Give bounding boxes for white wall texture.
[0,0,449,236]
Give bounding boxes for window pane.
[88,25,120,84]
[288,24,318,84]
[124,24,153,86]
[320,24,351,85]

■ ■ ■ ■

=== Required task ===
Rewrite the records above, replacing every "bounding boxes" with "bounding rectangles" and leaving everything else as it is.

=== Expected output ===
Give bounding rectangles for white wall texture.
[0,0,449,236]
Give bounding rectangles for window pane.
[88,25,120,84]
[288,24,318,84]
[124,24,153,86]
[320,24,351,85]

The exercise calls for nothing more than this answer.